─── Material for the task ───

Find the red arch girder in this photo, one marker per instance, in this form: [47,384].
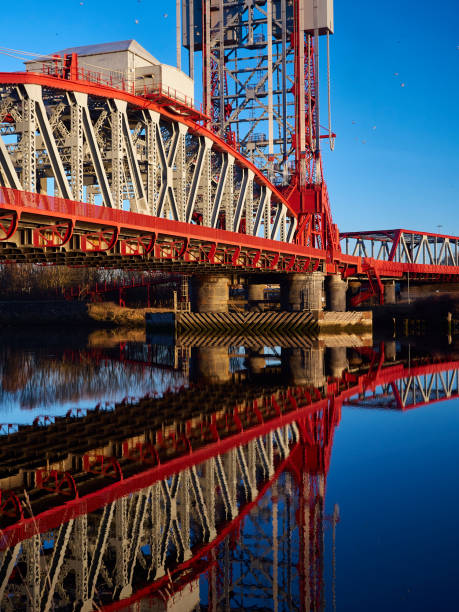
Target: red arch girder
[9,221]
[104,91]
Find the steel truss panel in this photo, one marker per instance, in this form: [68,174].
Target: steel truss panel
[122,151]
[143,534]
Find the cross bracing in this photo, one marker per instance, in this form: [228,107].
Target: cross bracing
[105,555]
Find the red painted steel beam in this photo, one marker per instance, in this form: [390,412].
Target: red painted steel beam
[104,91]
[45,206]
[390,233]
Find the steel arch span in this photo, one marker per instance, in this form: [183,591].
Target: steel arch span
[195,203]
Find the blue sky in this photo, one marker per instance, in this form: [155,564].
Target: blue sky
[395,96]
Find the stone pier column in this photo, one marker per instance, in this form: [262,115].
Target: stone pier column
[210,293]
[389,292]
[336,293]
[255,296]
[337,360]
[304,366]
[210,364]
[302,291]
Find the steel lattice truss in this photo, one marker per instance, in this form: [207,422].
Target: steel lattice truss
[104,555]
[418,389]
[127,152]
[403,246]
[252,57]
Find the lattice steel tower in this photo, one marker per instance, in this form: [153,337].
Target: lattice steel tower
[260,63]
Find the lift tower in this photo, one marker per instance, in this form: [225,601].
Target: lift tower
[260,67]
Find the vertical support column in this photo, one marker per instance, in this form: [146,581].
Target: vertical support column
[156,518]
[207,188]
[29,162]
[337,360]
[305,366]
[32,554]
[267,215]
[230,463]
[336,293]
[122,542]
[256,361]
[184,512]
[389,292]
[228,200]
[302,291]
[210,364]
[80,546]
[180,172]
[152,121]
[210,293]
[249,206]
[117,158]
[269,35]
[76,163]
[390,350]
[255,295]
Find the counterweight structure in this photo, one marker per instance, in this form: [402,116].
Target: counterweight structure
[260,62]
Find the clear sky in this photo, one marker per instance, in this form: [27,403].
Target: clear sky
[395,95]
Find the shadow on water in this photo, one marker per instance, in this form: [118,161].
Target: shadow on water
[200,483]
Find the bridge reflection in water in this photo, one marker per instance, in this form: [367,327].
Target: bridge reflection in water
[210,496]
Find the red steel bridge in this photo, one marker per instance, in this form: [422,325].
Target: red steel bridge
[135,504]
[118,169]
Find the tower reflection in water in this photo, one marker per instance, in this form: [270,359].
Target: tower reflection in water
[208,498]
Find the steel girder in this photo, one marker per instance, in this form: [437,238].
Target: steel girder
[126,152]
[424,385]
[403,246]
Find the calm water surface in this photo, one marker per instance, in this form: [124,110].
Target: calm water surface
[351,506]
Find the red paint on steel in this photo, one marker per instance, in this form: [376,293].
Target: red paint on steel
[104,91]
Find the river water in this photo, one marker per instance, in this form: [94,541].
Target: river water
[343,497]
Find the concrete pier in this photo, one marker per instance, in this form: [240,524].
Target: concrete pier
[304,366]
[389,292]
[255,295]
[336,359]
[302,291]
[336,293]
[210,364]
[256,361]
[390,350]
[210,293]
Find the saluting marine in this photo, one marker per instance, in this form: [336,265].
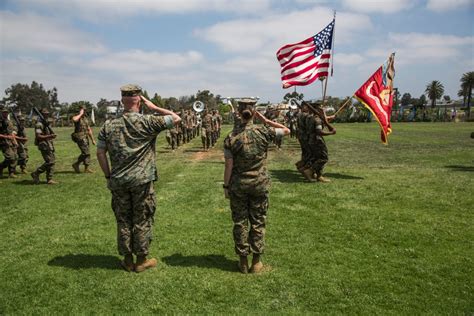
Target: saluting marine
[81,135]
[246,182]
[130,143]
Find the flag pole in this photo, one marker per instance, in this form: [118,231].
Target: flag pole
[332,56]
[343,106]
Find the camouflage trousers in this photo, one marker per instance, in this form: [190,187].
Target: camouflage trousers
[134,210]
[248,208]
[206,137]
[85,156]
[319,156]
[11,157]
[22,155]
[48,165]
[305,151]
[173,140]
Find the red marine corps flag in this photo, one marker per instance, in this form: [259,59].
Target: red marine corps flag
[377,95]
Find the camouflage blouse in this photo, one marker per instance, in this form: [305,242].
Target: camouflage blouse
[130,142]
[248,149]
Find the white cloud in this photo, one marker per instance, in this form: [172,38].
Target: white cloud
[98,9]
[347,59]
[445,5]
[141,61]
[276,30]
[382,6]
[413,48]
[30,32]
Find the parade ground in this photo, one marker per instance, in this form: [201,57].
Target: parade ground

───

▶ What needs to be done:
Out of the data above, transcribe exactly and only the lines starting with the line that has "Target: red painted steel beam" and going on through the line that has "Find the vertical", both included.

▶ Your solution:
Target: red painted steel beam
[104,91]
[45,206]
[390,233]
Find the steel arch span in this photo, one marker per instance, in this form: [183,591].
Target: steel arch span
[195,203]
Find the blue sky in this photo, one marker per instance, in this form: [155,564].
Target: blue sky
[395,96]
Find the stone pier column in this photo, one marker per instance, in this form: [262,115].
Target: stone pier column
[210,293]
[389,292]
[336,293]
[255,296]
[337,360]
[304,366]
[210,364]
[302,291]
Find the steel lattice truss in this photo, one marker per instance, in this form: [207,422].
Target: steel lattice truss
[104,555]
[418,389]
[127,152]
[403,246]
[252,57]
Find the lattice steel tower in this photo, one marker per instance, in this form: [153,337].
Target: lattice steel tower
[260,63]
Find the lift tower in this photo, one marker per instance, in this form: [225,601].
Target: lift tower
[260,67]
Find the vertical support column in this photo, one marker per instance, in this form: [146,581].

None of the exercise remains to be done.